• [Teks Latihan]:
_ _ _ _ _ _ _
Tidak hanya di Canggu, pembangunan ini juga terjadi di beberapa desa, seperti Pecatu. “Kalau berbicara tata ruang, banyak hal yang kita bisa lihat. Di Pecatu, banyak pembangunan-pembangunan yang melakukan pengerukan di atas tebing. Pembangunan tersebut ada di beberapa pantai, yang berakibat akses pantai kurang aman untuk disabilitas, lingkungan pantai kotor, dan beberapa infrastruktur semrawut atau belum di tata dengan baik oleh pemilik bangunan. Banyak tebing-tebing yang dikeruk untuk melakukan pembangunan yang mana hal tersebut sudah termasuk pelanggaran tata ruang.” tambah oleh Putri Santiadi, penerima beasiswa AJW 2024 lainnya.
_ _ _ _ _ _ _
• [Cuplikan Data]:
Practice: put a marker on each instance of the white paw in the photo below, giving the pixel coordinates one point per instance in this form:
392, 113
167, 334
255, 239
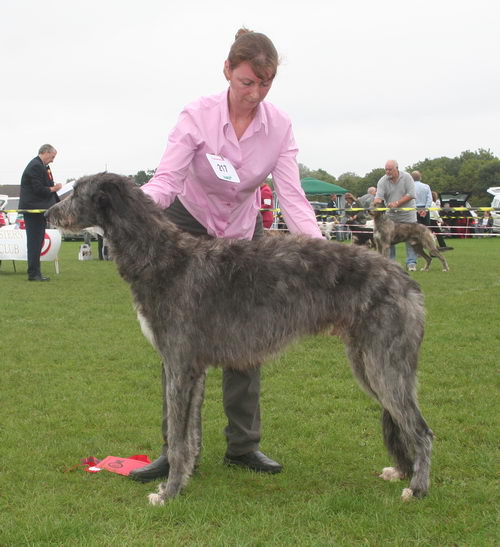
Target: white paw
155, 499
407, 494
391, 474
_ _ _ _ _ _ _
• [Daftar Tugas]:
• A. Menurut teks tentang pembangunan di Pecatu, siapa yang menyampaikan pernyataan soal pengerukan tebing di sana?
• B. Ulangi bagian teks tentang pembangunan di Pecatu, mulai dari "Tidak hanya di" dan berakhir di "AJW 2024 lainnya.", tanpa mengubah apa pun.
• C. Sambung teks tentang pembangunan di Pecatu, dimulai setelah kalimat terakhirnya.

• [Hasil Tiap Tugas]:
• A. Putri Santiadi, penerima beasiswa AJW 2024 lainnya.

• B.
Tidak hanya di Canggu, pembangunan ini juga terjadi di beberapa desa, seperti Pecatu. “Kalau berbicara tata ruang, banyak hal yang kita bisa lihat. Di Pecatu, banyak pembangunan-pembangunan yang melakukan pengerukan di atas tebing. Pembangunan tersebut ada di beberapa pantai, yang berakibat akses pantai kurang aman untuk disabilitas, lingkungan pantai kotor, dan beberapa infrastruktur semrawut atau belum di tata dengan baik oleh pemilik bangunan. Banyak tebing-tebing yang dikeruk untuk melakukan pembangunan yang mana hal tersebut sudah termasuk pelanggaran tata ruang.” tambah oleh Putri Santiadi, penerima beasiswa AJW 2024 lainnya.

• C.
Dengan adanya pembangunan-pembangunan yang menghilangkan keasrian Bali, warga malah abai dan tak ingin berkomentar. “Pada saat observasi, warga abai terkait hal yang berbahaya, warga cenderung melihat dari sisi keindahan bangunan dan pantai,” lanjutnya.
Situasi ini juga terjadi di berbagai daerah, namun Bali menjadi sorotan dan kasus yang pasif. “Dalam semua pembangunan peran warga yang diperlukan. Fenomena yang sering terjadi adalah warga kurang teliti terkait pembangunan yang melanggar tata ruang.” ungkap Vanesha dari Kota Kita.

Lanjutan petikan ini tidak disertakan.